Show all lines from the records below in which the string "shutter" is present.

BEGIN PROVIDED RECORDS

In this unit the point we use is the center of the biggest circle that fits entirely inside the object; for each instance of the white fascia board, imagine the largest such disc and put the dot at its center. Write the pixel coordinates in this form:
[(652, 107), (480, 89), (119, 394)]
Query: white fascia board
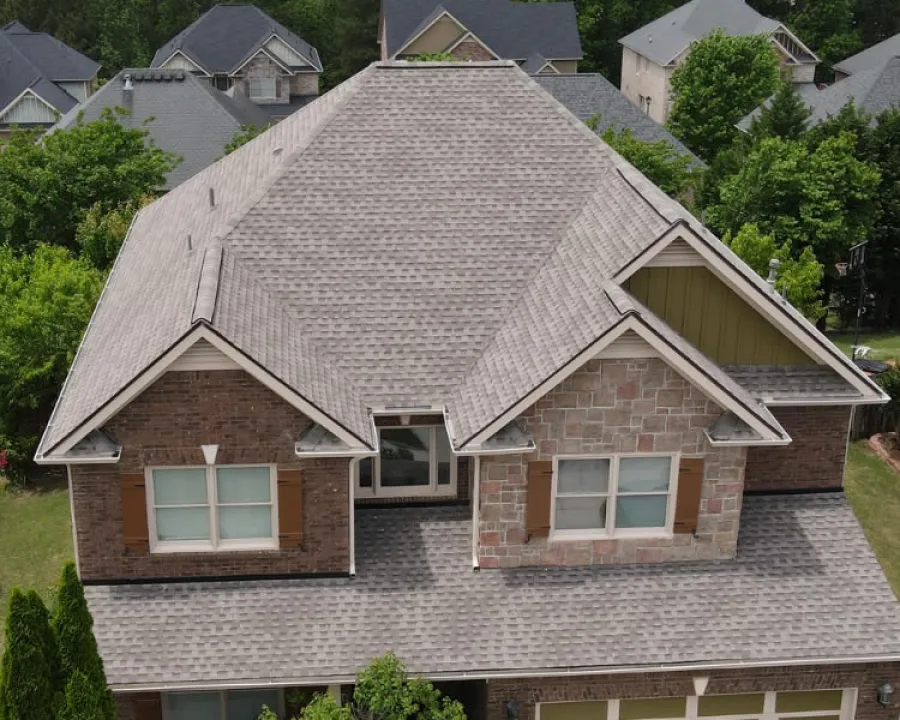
[(793, 325), (158, 367)]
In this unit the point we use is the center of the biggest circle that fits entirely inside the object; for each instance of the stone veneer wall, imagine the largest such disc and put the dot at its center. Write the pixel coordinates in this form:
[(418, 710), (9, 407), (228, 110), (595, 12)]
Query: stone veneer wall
[(166, 425), (815, 458), (614, 406)]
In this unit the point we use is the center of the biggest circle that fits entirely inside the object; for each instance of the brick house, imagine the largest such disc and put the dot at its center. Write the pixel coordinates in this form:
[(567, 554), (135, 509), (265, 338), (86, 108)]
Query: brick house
[(428, 368), (541, 37), (240, 47)]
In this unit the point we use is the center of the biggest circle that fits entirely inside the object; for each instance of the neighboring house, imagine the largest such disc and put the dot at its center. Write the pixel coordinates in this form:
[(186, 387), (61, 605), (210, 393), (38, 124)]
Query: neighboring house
[(589, 95), (874, 90), (612, 453), (182, 113), (543, 36), (40, 78), (651, 53), (873, 57), (240, 46)]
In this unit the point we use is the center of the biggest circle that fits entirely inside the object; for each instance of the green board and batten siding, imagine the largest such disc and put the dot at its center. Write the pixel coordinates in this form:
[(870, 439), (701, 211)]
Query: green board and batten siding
[(712, 317)]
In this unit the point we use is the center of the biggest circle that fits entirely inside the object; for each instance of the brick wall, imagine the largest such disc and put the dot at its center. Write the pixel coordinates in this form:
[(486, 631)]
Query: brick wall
[(614, 406), (815, 458), (647, 685), (166, 425)]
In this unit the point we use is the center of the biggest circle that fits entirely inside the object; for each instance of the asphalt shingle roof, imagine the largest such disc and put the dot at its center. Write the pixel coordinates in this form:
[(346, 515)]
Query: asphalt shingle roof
[(663, 39), (226, 36), (587, 94), (347, 257), (805, 586), (186, 115), (513, 30)]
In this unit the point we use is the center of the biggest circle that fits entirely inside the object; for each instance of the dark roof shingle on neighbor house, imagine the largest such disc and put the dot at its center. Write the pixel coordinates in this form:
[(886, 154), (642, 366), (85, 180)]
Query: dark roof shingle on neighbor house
[(513, 30), (587, 95), (226, 36), (805, 586), (183, 115)]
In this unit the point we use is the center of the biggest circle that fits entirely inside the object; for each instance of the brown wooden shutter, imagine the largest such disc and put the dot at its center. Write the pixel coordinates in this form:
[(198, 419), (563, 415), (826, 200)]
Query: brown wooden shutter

END PROVIDED RECORDS

(ANSWER TO THE PROBLEM):
In this unit the point we use is the center of the biggest circle that fits entirely inside the object; for each instance of the brown wooden shutter, imagine the largest such disc and put the dot at its center. Write the pixel coordinates in this form:
Query: brown wooden shutter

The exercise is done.